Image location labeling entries
◆ ◆ ◆

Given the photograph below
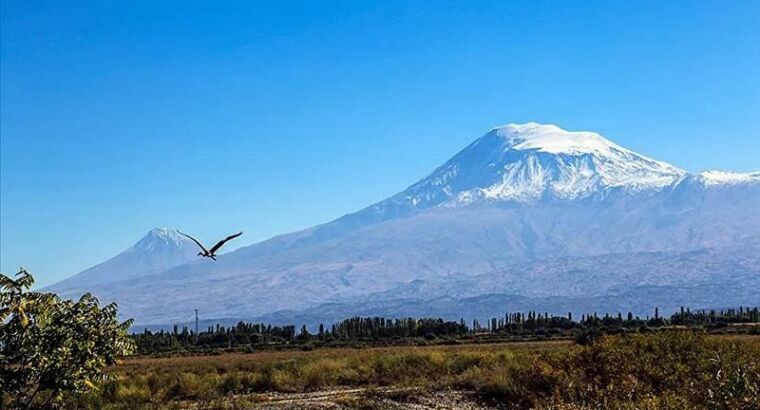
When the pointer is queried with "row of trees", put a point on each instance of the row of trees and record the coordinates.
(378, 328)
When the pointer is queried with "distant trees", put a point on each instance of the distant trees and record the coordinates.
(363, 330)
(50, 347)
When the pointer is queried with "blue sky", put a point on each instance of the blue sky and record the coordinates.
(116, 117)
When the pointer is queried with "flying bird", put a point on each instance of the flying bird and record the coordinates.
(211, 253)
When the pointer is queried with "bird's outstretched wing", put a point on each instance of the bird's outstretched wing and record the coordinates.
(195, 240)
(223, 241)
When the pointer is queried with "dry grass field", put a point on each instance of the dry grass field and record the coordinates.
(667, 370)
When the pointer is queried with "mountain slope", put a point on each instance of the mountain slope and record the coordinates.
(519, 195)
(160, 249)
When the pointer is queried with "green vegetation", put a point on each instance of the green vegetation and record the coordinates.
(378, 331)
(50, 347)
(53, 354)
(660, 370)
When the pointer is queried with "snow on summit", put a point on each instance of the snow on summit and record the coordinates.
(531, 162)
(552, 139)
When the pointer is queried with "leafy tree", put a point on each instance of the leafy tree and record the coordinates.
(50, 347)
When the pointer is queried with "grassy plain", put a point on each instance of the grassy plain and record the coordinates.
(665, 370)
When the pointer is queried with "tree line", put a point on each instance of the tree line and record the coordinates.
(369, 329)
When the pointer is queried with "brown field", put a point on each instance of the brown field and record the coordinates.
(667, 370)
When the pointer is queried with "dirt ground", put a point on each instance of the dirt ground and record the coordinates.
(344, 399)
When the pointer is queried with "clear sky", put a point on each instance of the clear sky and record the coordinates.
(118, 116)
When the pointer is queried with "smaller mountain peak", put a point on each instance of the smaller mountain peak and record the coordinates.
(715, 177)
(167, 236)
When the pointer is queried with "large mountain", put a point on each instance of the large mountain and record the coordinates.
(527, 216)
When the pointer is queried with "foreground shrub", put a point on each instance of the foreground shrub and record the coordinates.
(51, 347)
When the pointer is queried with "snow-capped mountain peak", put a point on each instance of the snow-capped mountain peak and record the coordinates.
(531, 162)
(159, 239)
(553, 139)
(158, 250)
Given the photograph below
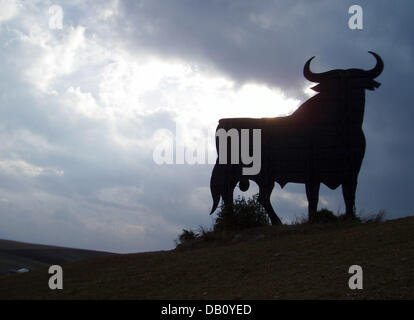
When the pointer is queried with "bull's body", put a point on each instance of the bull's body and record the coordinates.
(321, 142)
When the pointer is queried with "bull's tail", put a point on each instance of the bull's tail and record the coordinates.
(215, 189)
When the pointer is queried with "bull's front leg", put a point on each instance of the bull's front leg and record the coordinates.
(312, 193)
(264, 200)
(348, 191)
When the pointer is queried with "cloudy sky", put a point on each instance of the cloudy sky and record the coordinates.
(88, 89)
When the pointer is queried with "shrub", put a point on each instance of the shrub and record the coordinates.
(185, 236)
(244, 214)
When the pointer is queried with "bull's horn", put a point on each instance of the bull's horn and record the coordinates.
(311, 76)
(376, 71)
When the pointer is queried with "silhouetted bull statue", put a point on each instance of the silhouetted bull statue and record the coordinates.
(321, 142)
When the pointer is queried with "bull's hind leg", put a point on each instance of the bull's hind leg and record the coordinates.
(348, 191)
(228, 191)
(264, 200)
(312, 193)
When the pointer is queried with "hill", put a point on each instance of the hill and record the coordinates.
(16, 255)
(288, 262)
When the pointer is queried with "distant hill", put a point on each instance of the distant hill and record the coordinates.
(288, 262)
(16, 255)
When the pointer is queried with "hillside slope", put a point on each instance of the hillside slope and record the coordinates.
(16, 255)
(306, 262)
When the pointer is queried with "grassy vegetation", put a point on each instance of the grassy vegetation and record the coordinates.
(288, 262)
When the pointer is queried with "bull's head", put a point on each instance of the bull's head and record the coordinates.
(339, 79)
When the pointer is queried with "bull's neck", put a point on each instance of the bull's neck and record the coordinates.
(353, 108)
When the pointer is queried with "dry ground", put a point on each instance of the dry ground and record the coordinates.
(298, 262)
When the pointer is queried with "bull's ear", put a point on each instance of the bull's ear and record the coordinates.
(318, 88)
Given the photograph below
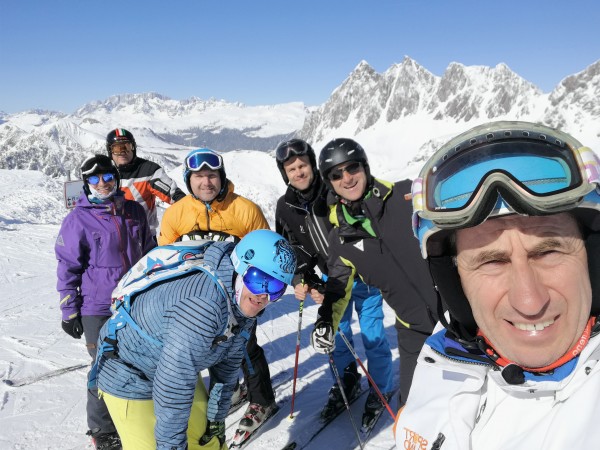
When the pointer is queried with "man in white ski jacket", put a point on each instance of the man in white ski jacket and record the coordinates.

◆ ◆ ◆

Exercise: All records must be output exactly as they are, except for the pictures, which are left out.

Answer in full:
Given the photograph below
When the pointer is queried with "row of trees", put a point on each instance of the row of trees and record the coordinates.
(378, 328)
When the pointer is queried with "distant trees", put a point on each instance of the distant trees and record the coordinates.
(363, 330)
(50, 347)
When the pointer is queried with "blue sky", put a point on each instance of the blue sky and record the coordinates.
(116, 117)
When the pointer is queried with "flying bird", put a point on each instance of the flying bird and record the coordinates.
(211, 253)
When the pointer is queried with "bird's outstretched wing", put a point on each instance of the bird's outstretched wing and record the coordinates.
(195, 240)
(223, 241)
When the pointer is queried with "dry grass field", put a point on each instance of the dry grass field and record the coordinates.
(667, 370)
When the pointer is queried with "mountain slope", put a point on each instance of the mountain slope and record the coordinates.
(519, 195)
(160, 249)
When the pointer is queried with "green vegetation", put a point on each instance of the green vegetation and record the coordinates.
(378, 331)
(50, 347)
(53, 354)
(660, 370)
When the pointer is queried with "snow on summit", put a point on each instance of the snow on summit and record the coordinates.
(531, 162)
(552, 139)
When the pointer is queried with "leafy tree", put a point on each instance of the leafy tree and record the coordinates.
(50, 347)
When the pointer is queried with "grassy plain", put a point on each instance of the grassy plain and record the coordinates.
(665, 370)
When the pointer is queried with "tree line", put a point on each instance of the tree line and record the coordinates.
(369, 329)
When the pointer is queried with "brown field", put a point on each instance of the brown field and record the coordinates.
(667, 370)
When the pointer is queried with "dirt ground", put a point on each instance of the dirt ground and record the coordinates.
(344, 399)
When the pointer is queried with "clear sky", put a point on each instance of the clear sky and record the coordinates.
(118, 116)
When the pointer is queried with "smaller mountain peak", put a point on each instance of the smaller mountain peak and record the coordinates.
(715, 177)
(167, 236)
When the pointer is queried with "large mountain", put a point on each instance of the large mountain and record the coordinates.
(527, 216)
When the pointer is queried with "foreground shrub", put a point on each instance of the foreground shrub and record the coordinates.
(51, 347)
When the pointer is queried with "snow-capped mountain peak", put a point on each instance of the snow-capped mountain peak and record the coordinates.
(531, 162)
(159, 239)
(553, 139)
(158, 250)
Given the photograph below
When the pointer is queried with "bull's body", put a point on each instance of the bull's body and record the coordinates.
(321, 142)
When the pointer is queried with "bull's tail", put a point on each instance of the bull's tail and record the coordinates.
(215, 189)
When the pointer is queried with "bull's front leg", put a point on each instance of the bull's front leg and record the coordinates.
(312, 193)
(264, 200)
(348, 191)
When the pointer is queried with "cloudy sky", put a point on each instance of the cloudy sky and record the coordinates.
(88, 89)
When the pointer is queried with "shrub", put a point on each instance of the shrub and record the coordinates.
(185, 236)
(244, 214)
When the pointer is queried with "bull's horn", put a point on each instance of the bull's horn and record the coordinates.
(311, 76)
(376, 71)
When the pointer is queried with "silhouetted bull statue", put a point on each instance of the silhouetted bull statue and record the coordinates.
(321, 142)
When the pointer is queried with "bull's hind leg", put a point on each instance of the bull's hind leg and record the coordinates.
(348, 191)
(228, 191)
(264, 200)
(312, 193)
When the pointer is queried with "hill", put a point on each instance of the hill and record the coordinates.
(16, 255)
(288, 262)
When the pointer is queried with "distant hill", put a point on each instance of the distant hill and record the coordinates.
(288, 262)
(16, 255)
When the pointer is queried with "hillside slope", put a point on each instance of the hillside slope and record the coordinates.
(16, 255)
(306, 262)
When the pointer is queried with "grassy vegetation", put a point on each instance of the grassy vegetation and record the coordinates.
(288, 262)
When the pointer is queried with "bull's head", put a point on each instance of the bull's head and record the coordinates.
(339, 79)
When the pointer is queried with "bull's neck", put a point on each instance of the bull's neck and record the coordinates.
(353, 108)
When the pointer is queried with "dry ground", put a point on each instance of the dry ground and record the coordinates.
(298, 262)
When the pointer is queried with "bull's ear", put a point on each instance of the bull's ear and record the coordinates.
(318, 88)
Given the photograph below
When the pointer is queried with "man in white ski jacket", put a point on each instance of the man in white ski jacket and record the coordinates.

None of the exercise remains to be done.